Written request - Can you copy out verbatim the lines of the listing below, from the line containing "the iv pole" through the end of the listing, with both ends included?

Dataset extract -
——————————

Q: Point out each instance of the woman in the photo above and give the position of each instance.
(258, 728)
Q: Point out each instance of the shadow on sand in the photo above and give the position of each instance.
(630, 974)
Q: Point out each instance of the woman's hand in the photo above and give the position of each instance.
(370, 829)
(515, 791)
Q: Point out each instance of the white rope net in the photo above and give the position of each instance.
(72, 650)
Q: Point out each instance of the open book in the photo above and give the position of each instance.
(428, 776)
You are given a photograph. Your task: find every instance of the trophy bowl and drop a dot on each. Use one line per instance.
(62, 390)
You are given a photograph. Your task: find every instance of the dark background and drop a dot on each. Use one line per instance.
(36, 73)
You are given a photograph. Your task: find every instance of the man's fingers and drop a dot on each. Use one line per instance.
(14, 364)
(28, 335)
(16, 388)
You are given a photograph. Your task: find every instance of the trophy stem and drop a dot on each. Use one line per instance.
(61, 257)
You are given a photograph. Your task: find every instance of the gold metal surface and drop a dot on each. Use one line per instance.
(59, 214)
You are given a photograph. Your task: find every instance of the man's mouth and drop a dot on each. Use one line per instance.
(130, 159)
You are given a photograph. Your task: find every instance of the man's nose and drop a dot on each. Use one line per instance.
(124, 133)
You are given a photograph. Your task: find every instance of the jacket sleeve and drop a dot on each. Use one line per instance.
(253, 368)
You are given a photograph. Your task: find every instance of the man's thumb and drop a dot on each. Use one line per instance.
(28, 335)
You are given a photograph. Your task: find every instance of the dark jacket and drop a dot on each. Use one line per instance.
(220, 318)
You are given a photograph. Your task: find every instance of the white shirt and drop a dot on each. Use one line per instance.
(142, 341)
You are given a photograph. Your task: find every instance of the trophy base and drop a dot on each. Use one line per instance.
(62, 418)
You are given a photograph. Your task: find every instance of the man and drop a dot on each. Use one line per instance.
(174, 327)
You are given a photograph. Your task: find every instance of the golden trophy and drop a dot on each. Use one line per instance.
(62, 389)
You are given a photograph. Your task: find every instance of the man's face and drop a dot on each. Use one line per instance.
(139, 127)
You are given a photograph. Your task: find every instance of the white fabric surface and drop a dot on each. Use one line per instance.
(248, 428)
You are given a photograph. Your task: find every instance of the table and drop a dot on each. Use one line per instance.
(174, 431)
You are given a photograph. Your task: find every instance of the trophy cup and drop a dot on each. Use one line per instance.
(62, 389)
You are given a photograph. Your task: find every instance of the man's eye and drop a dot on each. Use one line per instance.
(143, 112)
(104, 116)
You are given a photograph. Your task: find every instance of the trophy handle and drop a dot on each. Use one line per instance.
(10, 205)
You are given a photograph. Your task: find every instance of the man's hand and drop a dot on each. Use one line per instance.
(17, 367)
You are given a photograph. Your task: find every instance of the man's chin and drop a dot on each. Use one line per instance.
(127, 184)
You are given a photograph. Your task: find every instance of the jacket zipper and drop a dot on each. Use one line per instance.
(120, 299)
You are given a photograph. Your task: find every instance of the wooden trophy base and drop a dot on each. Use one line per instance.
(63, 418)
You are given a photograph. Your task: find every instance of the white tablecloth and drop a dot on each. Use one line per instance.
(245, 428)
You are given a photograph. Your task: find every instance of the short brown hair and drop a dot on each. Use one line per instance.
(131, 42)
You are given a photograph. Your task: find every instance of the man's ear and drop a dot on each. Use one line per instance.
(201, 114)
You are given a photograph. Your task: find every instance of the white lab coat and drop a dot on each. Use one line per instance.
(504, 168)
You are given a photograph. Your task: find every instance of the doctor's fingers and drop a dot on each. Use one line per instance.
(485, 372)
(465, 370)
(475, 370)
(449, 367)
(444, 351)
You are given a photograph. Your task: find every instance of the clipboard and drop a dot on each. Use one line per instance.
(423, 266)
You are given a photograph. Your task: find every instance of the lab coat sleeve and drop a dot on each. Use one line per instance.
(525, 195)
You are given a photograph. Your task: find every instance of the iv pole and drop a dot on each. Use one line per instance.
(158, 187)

——————————

Worked solution -
You are given a photograph. Your task: find every instance of the iv pole and drop a dot on each. Use one line per instance.
(158, 187)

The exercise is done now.